■ TASKS TO COMPLETE ■
**a.** Answer these questions using the post about the bank guarantee:
(i) How much was the unpaid overdraft that the bank phoned about?
(ii) Which defence does the post suggest using, from the same section as duress or undue influence?
(iii) Which schedule of which act does the post say may help on whether the contract was reasonable?
**b.** Write the next part of the post about the bank guarantee, picking up after its last line.

■ EXTRACT PROVIDED ■
:::::

I think this is an unusual situation and to be honest is way out of my league. My only thought is on the following:

The business (ltd co) had ceased trading about two years prior, when the bank phoned me to threaten legal action over the unpaid overdraft of £13,500 unless I opened a new account for the balance and support it by guarantee.
When I had a quick look on the web yesterday, the thing that struck me was the bit about duress or undue influence (4th section of the first link). I think NatWest's actions in getting you to be a guarantor might be construed as duress or undue influence.

 

Secondly, the fact that they paid the bank charges to the company to settle debts rather that to pay off the overdraft maybe within the law but is certainly outwith your understanding of your relationship with them as guarantor. In this case, you might use the "non est factum" defence (same section), as their action indicates that the guarantee alleged is so fundamentally different from the agreement you thought you were making that you would not have made the guarantee had you understood what they intended or how they intended to treat you.

 

Finally, Schedule 2 of the UNFAIR CONTRACT TERMS ACT 1977 may help in relation to whether Nat West's contract with you as guarantor was reasonable and therefore fair:

SCHEDULE 2

 

"GUIDELINES" FOR APPLICATION OF REASONABLENESS TEST"

:::::

■ MATERIAL PROVIDED ■

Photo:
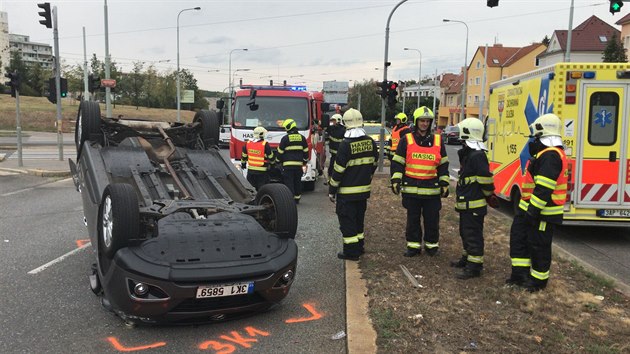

:::::

■ EXERCISE RESULTS ■
**a.**
(i) £13,500
(ii) The "non est factum" defence
(iii) Schedule 2 of the Unfair Contract Terms Act 1977

**b.**
The matters to which regard is to be had in particular for the purposes of sections 6(3), 7(3) and (4), 20 and 21 are any of the following which appear to be relevant-

 

(a) the strength of the bargaining positions of the parties relative to each other, taking into account (among other things) alternative means by which the customer's requirements could have been met;

 

(b) whether the customer received an inducement to agree to the term, or in accepting it had an opportunity of entering into a similar contract with other persons, but without having to accept a similar term;

 

© whether the customer knew or ought reasonably to have known of the existence and extent of the term (having regard, among other things, to any custom of the trade and any previous course of dealing between the parties);

 

(d) where the term excludes or restricts any relevant liability if some condition is not complied with, whether it was reasonable at the time of the contract to expect that compliance with that condition would be practicable;

 

(e) whether the goods were manufactured, processed or adapted to the special order of the customer.

I think that (a) and (b) in particular may apply, and possibly © and (d).

 

That's really the only thing I can think of. As I said, it is way beyond my (current) knowledge.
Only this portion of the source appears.